Set of tasks:
• 1. Answer these questions from the phase detector paper excerpt, one answer per line, marked to match.
(a) Which simulator and process models produced the simulation results?
(b) Which two circuits are named as phase detectors for PLLs that lock to a reference clock?
(c) At what frequency, and over what temperature range, can the new phase detector operate?
• 2. Based on the phase detector paper excerpt, explain why a phase detector that locks to random NRZ data often needs a nonlinear operation at its front end.

# A Non-sequential Phase Detector for PLL-based High-Speed Data/Clock Recovery<sup>\*</sup>

Yonghui Tang Randall L. Geiger Dep. of Electrical and Computer Engineering Iowa State University, Ames, IA 50011

*Abstract* – The Phase-Locked Loop (PLL) is a widely used block in data and clock recovery circuits. Phase detectors form a crucial part of the PLL. The requirements for phase detectors used in random data recovery are more stringent than the one used for clock recovery, especially at highspeed. This paper presents a new Phase Detector (PD) that can be used for high-speed random data/clock recovery. In contrast to most existing structures which are speed-limited by sequential logic circuits. It exploits the leading and lagging signals from the VCO which greatly simplifies the PD structure. Using the HSPICE simulator and HP 0.35u standard CMOS process models, simulation results show that the PD can operate at 2GHz over the 0°C to 100°C temperature range and over fast and slow process corners.

# I. INTRODUCTION

Phase-Locked Loops (PLLs) and Data/Clock Recovery Circuits find wide applications in areas such as communications, wireless systems, digital circuits, and disk drive electronics. The Phase Detector is a key component of the PLL, but with existing circuit implementations, the phase detector is often the bottleneck that limits the data rates that can be achieved by the PLL.

Phase detectors can be categorized into two types. One is used in PLLs that lock to a reference clock signal. Many phase detectors can perform this function. Included in the group are XOR gates, RS latch etc. The other can be used in PLLs that lock to random Non-Return-to-Zero (NRZ) data and recover the clock signal which is associated with the data stream. Since the spectrum of NRZ data has no energy at its data rate, this makes the task of data recovery more difficult and places more severe restrictions on the performance of the phase detector. Often, it requires a nonlinear operation at the front end of the phase detector circuit to generate some energy at its data rate frequency.

Provided data:
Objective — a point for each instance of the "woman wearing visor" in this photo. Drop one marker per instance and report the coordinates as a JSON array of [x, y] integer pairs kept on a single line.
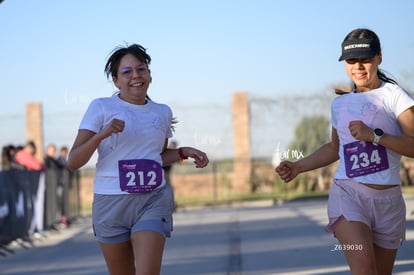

Expected outputs:
• 1.
(a) The HSPICE simulator and HP 0.35u standard CMOS process models.
(b) XOR gates and the RS latch.
(c) 2GHz, over the 0°C to 100°C temperature range.

• 2. The spectrum of NRZ data has no energy at its data rate. This makes data recovery harder and puts stricter demands on the phase detector. A nonlinear operation at the front end produces some energy at the data rate frequency.